Polemizar contra semejantes exabruptos e insultos al buen sentido común, no nos llevaría sino a adentrarnos en un intrincado laberinto de contradicciones y despropósitos. Por ello, dejando de lado esta dudosa contestación del Partido de la In-nocence, y remitiéndonos de nuevo al libelo de Hessel, no podemos sino reconocer que, en cierto sentido, la brevedad del texto no añade nada nuevo a este remanso de indignación que todos y cada unos de nosotros ha ido inevitablemente acumulando durante los diez primeros años de este infausto milenio. Así pues, no estaría nada mal, acompañar el desesperado reclamo de Hessel con algunos episodios de nuestra historia reciente que deberían agitar, remover y recavar toda nuestra indignación.
Siendo esto así, entonces, cualesquiera atisbos de indignación deberían revolverse inmediatamente contra un acontecimiento de gran calibre y calado que ha ocupado las portadas y pantallas de la opinión internacional: el asesinato de Bin-Laden. La muerte de este último ha dejado al descubierto el desgaste moral e ideológico de Occidente. Estados Unidos, como antaño en el salvaje Oeste, se ha tomado la venganza por su mano para asesinar a Osama Bin Laden y saltarse de este modo todas las reglas morales y cada uno de los derechos humanos fundamentales, entre los que se cuenta el derecho a un juicio justo. Todo esto con el caluroso aplauso de los mandatarios europeos. Un comando estadounidense armado hasta los dientes lleva a cabo una operación secreta en Pakistán para apresar y asesinar a un hombre antes de llevarlo, según suscribe todo derecho fundamental, ante un tribunal. El gobierno de Barak Obama aduce que un individuo imputado con la muerte de 3000 inocentes tras los escalofriantes atentados perpetrados contra las Torres Gemelas, no merece ningún tipo de clemencia humana. Además, opuso resistencia y no hubo más remedio que reducirlo in situ. Incluso Otto Adolf Eichmann – que contaría con muchos más muertos sobre sus espaldas- pudo argüir su defensa ante un tribunal formado en Jerusalén.

- INFORMACIÓN EXTRAÍDA -
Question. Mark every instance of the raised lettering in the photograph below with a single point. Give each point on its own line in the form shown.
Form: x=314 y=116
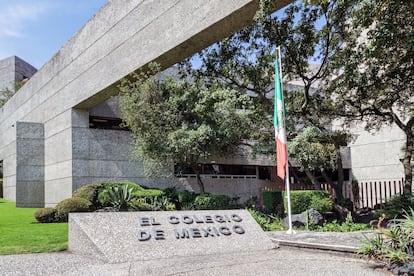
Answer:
x=144 y=221
x=216 y=231
x=143 y=235
x=197 y=220
x=154 y=222
x=236 y=218
x=195 y=232
x=238 y=229
x=208 y=219
x=159 y=235
x=181 y=235
x=225 y=231
x=207 y=232
x=173 y=220
x=187 y=220
x=219 y=218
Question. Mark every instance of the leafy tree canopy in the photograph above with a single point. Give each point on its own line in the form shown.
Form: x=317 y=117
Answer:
x=182 y=121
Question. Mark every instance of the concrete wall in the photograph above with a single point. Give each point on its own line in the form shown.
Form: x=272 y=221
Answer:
x=121 y=38
x=30 y=190
x=375 y=157
x=245 y=189
x=7 y=75
x=14 y=69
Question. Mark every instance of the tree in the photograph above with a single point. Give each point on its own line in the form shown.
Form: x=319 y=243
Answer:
x=318 y=150
x=182 y=122
x=245 y=61
x=377 y=80
x=6 y=93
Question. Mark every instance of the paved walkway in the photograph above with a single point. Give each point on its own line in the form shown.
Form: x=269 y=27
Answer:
x=285 y=260
x=332 y=241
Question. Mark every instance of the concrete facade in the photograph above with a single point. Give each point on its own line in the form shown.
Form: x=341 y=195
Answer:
x=375 y=156
x=55 y=104
x=14 y=69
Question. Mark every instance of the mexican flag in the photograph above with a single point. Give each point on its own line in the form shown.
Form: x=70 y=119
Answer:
x=279 y=123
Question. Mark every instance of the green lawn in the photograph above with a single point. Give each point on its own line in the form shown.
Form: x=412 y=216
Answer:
x=21 y=233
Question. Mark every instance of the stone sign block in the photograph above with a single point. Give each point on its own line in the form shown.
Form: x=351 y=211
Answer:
x=128 y=236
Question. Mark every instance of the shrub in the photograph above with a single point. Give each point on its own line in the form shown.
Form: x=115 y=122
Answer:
x=103 y=197
x=304 y=200
x=396 y=206
x=347 y=226
x=89 y=192
x=394 y=245
x=172 y=195
x=267 y=222
x=272 y=201
x=186 y=198
x=119 y=196
x=45 y=215
x=69 y=205
x=140 y=205
x=149 y=193
x=211 y=202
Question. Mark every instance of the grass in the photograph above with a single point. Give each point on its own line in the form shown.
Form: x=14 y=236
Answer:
x=21 y=233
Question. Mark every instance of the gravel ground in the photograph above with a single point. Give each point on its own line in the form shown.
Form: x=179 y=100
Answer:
x=282 y=261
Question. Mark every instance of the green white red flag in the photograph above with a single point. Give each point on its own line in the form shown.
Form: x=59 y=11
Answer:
x=279 y=123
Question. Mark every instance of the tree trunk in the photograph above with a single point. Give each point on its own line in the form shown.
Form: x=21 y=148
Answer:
x=406 y=161
x=313 y=179
x=337 y=189
x=200 y=182
x=340 y=169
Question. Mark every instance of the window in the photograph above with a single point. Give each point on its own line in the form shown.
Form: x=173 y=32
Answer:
x=106 y=123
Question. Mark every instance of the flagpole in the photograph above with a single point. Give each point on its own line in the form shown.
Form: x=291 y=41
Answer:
x=287 y=177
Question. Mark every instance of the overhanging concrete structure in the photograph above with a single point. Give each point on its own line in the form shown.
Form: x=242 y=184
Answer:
x=46 y=145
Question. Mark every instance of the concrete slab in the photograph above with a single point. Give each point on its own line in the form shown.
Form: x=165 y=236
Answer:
x=138 y=236
x=283 y=261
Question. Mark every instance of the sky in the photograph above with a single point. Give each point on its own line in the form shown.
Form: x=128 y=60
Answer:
x=35 y=30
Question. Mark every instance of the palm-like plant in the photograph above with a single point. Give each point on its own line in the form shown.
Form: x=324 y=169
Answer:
x=120 y=197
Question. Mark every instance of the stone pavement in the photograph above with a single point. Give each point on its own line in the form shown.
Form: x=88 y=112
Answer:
x=285 y=260
x=348 y=242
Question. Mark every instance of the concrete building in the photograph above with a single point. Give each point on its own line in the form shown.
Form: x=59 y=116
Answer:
x=47 y=147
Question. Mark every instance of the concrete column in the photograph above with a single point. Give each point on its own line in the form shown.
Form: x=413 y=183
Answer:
x=29 y=164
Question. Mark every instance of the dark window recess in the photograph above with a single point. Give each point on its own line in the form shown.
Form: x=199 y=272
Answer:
x=106 y=123
x=265 y=173
x=218 y=169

- INSTRUCCIONES A SEGUIR -
Prolonga el texto sobre la indignación ante la muerte de Bin Laden a partir de su última oración.

- LA RESPUESTA -
Démosle, sin embargo, la vuelta al descolorido calcetín del discurso oficial mantenido en Occidente para justificar lo injustificable e imaginemos una situación del todo contraria ¿Qué hubiera sucedido si un comando iraquí se adentrase clandestinamente en territorio estadounidense asesinando a George Bush y culpabilizándole de la muerte de 300.000 inocentes durante la invasión de Irak? No sería difícil de vaticinar: en este caso estaríamos ante un grupo terrorista que Occidente ya se encargaría de ajusticiar y condenar. Pero vayamos más allá: imaginemos ahora que tras el asesinato, los ciudadanos del mundo árabe se echasen a las calles de sus respectivas ciudades dando evidentes muestras de júbilo, aclamando el nombre del comando infiltrado en territorio estadounidense, blandiendo todo tipo de imágenes e insignias con el rostro fulminado de Bush y rezando consignas tales como “el Mal ha sido vencido y el Bien ha logrado triunfar”. Seguramente tras semejantes manifestaciones de alborozo popular, los señeros detentores del poder y el capital, representados por el nimbado hombre blanco, estallarían en un flagrante y calumniador arrebato moral, impondrían severas penalizaciones económicas y se unirían en una cruzada contra el “infame terrorismo” a favor de la Libertad y el Bien, valores supremos de la civilización Occidental.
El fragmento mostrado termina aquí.